*Por Paulo Martins
Qual Natal você escolheria como memorável? O qual nunca se esqueceu? Feche os olhos, sinta-se como se estivesse confortavelmente acomodado numa sala de cinema. Deixe desfilar pela memória aqueles natais que te fizerem tão bem, que, passe o tempo que passar, nunca serão esquecidos.
Lá em casa não tinha Árvore de Natal. Elas não faziam parte dos nossos costumes. Quando fomos morar em Goiânia, eu tinha apenas dois anos. Antes vivíamos no meio rural. A roça era um lugar que nem televisão tinha.
Entre os natais da minha infância, lá em casa, sempre me recordo de muita gente alegre reunida, bastante conversa. Comida com fartura, barulho de meninos correndo pela casa, pelo quintal, e muito amor.
Não me lembro de ceia de Natal com panetone, peru assado, bacalhau, vinho. As imagens que me vêm à memória são do vapor de um caldeirão aberto, em cima de uma fornalha. De dentro, saindo o cheiro gostoso de pamonhas, sendo retiradas e servidas.
Também vejo todos reunidos, preparando o porco engordado durante o ano. A carne de lata. A linguiça pendurada em cima da fornalha. O churrasco no dia 25 de dezembro.
O meu pai não comprava presentes, tinha outras prioridades: a alimentação e o aluguel. Eu via outras crianças ganhando bicicletas, bolas, jogos, miniaturas dos Superamigos…, e ficava feliz, porque eu sabia que também brincaria com os brinquedos. Eu não tinha os Superamigos da DC Comics, mas sempre tive os melhores amigos.
Ainda me lembro da bola de futebol Capotão número 5, ganhada pelo amigo, sendo retirado da embalagem e rolando pelo campo de terra. Me lembro da bicicleta, Bmx Monark, cheirando plástico novo, dos colegas compartilhando a alegria das voltas ao quarteirão sobre duas rodas.
Ganhei pouco presentes de Natal ao longo da infância. Dois deles ficaram gravados na memória. Eu dormia, meu irmão Zé, mais velho do que eu, enfiou debaixo da minha coberta um embrulho. Acordei sonolento. Abri o pacote, era uma patrola de plástico, amarela, em miniatura. Era o imaginável, mas não era sonho. Eu tinha ganhado um presente. O meu irmão, que hoje não mais está entre nós, fez uma criança feliz naquele dia.

Entradas de dados:
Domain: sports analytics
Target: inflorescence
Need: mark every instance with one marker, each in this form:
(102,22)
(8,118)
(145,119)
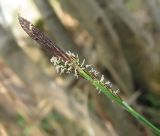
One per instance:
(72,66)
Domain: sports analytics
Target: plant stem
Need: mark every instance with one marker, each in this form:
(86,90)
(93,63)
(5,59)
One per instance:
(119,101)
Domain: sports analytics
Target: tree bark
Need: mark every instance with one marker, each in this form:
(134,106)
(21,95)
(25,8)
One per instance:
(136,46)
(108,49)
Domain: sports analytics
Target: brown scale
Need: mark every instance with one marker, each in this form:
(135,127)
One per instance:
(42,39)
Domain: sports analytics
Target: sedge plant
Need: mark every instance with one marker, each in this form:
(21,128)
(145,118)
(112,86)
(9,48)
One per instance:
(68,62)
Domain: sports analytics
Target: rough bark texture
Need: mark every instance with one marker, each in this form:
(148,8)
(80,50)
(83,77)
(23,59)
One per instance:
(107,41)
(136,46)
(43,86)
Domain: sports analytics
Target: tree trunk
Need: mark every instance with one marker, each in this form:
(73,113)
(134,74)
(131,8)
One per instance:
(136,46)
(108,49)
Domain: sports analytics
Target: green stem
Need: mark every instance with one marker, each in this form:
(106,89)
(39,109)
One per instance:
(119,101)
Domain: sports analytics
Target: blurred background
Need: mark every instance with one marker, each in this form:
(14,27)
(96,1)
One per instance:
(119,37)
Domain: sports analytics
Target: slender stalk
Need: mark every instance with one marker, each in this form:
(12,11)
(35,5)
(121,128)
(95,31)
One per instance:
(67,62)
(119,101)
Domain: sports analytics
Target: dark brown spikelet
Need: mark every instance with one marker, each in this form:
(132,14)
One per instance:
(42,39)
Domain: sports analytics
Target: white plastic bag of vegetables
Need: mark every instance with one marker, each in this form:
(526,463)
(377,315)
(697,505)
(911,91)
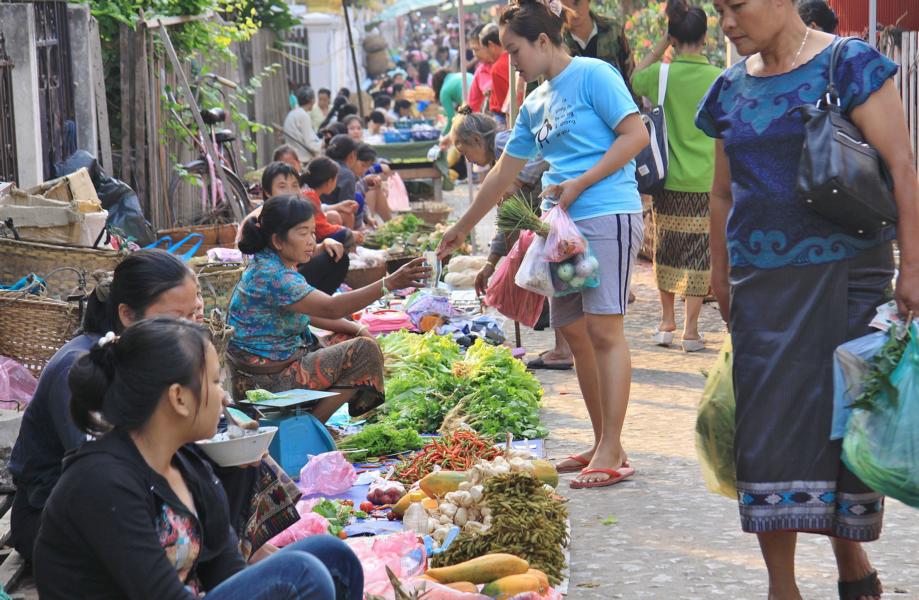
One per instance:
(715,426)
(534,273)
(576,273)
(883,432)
...
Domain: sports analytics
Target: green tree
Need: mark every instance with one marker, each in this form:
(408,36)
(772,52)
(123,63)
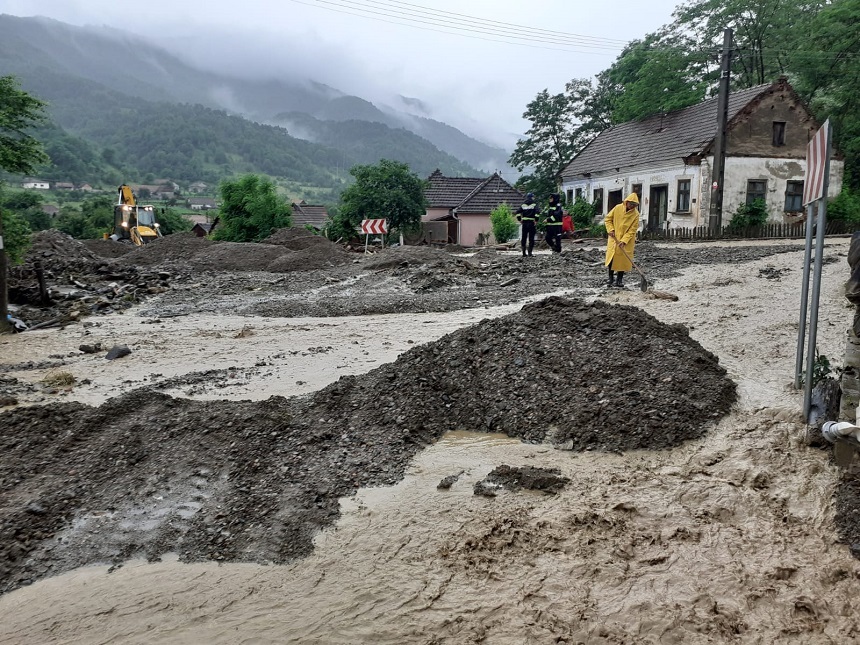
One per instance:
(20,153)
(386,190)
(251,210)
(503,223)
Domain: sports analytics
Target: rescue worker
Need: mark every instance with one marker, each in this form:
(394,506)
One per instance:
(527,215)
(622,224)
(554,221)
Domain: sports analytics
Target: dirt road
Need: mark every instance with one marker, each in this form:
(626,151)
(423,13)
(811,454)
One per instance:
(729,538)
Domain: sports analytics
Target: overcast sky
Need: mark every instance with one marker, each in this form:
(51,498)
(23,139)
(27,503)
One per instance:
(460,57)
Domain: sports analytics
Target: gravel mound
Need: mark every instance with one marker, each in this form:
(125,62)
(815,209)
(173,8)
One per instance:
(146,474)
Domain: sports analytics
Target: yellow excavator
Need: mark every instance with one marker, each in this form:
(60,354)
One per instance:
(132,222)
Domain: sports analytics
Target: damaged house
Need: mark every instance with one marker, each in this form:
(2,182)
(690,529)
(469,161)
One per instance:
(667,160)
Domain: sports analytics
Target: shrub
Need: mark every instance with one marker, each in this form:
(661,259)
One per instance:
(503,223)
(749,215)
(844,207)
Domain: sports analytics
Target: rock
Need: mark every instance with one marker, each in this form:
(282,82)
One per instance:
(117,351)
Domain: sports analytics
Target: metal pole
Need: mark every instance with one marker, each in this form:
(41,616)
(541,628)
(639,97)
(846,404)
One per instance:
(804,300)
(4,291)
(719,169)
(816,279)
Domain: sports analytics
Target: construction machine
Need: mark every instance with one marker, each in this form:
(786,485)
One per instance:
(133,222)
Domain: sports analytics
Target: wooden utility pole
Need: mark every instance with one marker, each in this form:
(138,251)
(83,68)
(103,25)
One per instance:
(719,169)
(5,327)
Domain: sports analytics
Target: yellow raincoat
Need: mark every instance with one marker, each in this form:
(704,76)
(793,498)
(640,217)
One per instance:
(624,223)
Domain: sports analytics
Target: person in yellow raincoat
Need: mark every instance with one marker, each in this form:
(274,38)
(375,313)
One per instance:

Lista de tarefas:
1. Informe todas as linhas das entradas que contêm a palavra "tree".
2. Por favor, retome o texto sobre os natais da infância a partir do ponto em que ele para.

Resultados por tarefa:
1.
Target: tree bark
Target: tree trunk
Target: green tree

2.
O outro presente foi um carrinho. Foi o primeiro e único brinquedo a pilha que ganhei. Numa tarde nublada de Natal, logo depois de uma longa chuva, o meu irmão Antônio parou a moto na porta de casa. Desceu com um pacote nas mãos e disse, “É pra você”. Olhei desconfiado. Abri com cuidado, tentando em vão não rasgar o papel vermelho. Na caixa estava escrito Vai e Volta Estrela, dentro, uma pick up vermelha.
Saí à rua. Meninos e meninas brincavam e exibia seus presentes. Não sei dizer se todos tinham presentes, provavelmente não. Mas sei que todos brincamos. Compartilhamos os brinquedos naquele dia mágico.
No final de 2010, nos mudamos de Goiânia para Palmas. Fomos morar de aluguel, eu, minha esposa e meus dois filhos, ainda crianças. Demoramos a nos organizar financeiramente, praticamente não tínhamos móveis. Meu irmão e família veio passar o primeiro Natal com a gente. Não tínhamos Árvore de Natal. A minha cunhada cortou o galho de um coqueiro do quintal, enrolou habilidosamente algodão nas folhas. Pronto, passamos a ter a nossa Árvore.
Esses inesquecíveis natais nos mostram que os ingredientes de um Feliz Natal têm pouco a ver com sofisticação e dinheiro. Para preparar um memorável Natal, a gente vai precisar de uma boa música, comida bem-feita, relações saudáveis, gostosas risadas, amor, orações, agradecimentos e, se possível, uma árvore iluminada.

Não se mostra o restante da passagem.